▶ PROVIDED TEXT:

Reputation: 1055
Some people say that assembly language = machine language, just that we use mnemonics in assembly language.
After reading Petzold's "CODE", I can't still understand how some of the assembly codes are translated into machine code.
For example (from Tutorials Point's Assembly Course):
_start: ;tells linker entry point
mov edx,len ;message length
mov ecx,msg ;message to write
section .data
msg db 'Hello, world!', 0xa ;our dear string
What I understand is that msg contains "Hello, world!" and it's moved into ECX.
But as I know, in x86 the ECX can just store 32 bits.
Then how can we move "Hello, world!" - which is more than 32 bits - into ECX?
And what is the equivalence of that part
section .data
msg db 'Hello, world!', 0xa ;our dear string
in machine code?
Upvotes: 4
Views: 449
Reputation: 363970
For x86, Intel's insn reference manual lists all the encodings for every instruction (see the links in https://stackoverflow.com/tags/x86/info).
mov ecx, msg
is the mov r32, imm32
encoding. The address of msg
is eventually filled in into those 4 bytes in the instruction at link time, because that's when the final absolute address is determined.
mov ecx, [msg]
would be a 4-byte load from an absolute address (the start of msg). It would be encoded as mov r32, r/m32
, using a memory-operand encoding for the source.

▶ PROBLEM DESCRIPTION: Type out the assembly-language forum thread word for word, from "But as I know, in" to "address is determined.".

▶ PROVIDED MATERIAL:
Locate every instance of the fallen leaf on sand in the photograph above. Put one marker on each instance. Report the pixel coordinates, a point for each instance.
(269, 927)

▶ THE REPLY:
But as I know, in x86 the ECX can just store 32 bits.
Then how can we move "Hello, world!" - which is more than 32 bits - into ECX?
And what is the equivalence of that part
section .data
msg db 'Hello, world!', 0xa ;our dear string
in machine code?
Upvotes: 4
Views: 449
Reputation: 363970
For x86, Intel's insn reference manual lists all the encodings for every instruction (see the links in https://stackoverflow.com/tags/x86/info).
mov ecx, msg
is the mov r32, imm32
encoding. The address of msg
is eventually filled in into those 4 bytes in the instruction at link time, because that's when the final absolute address is determined.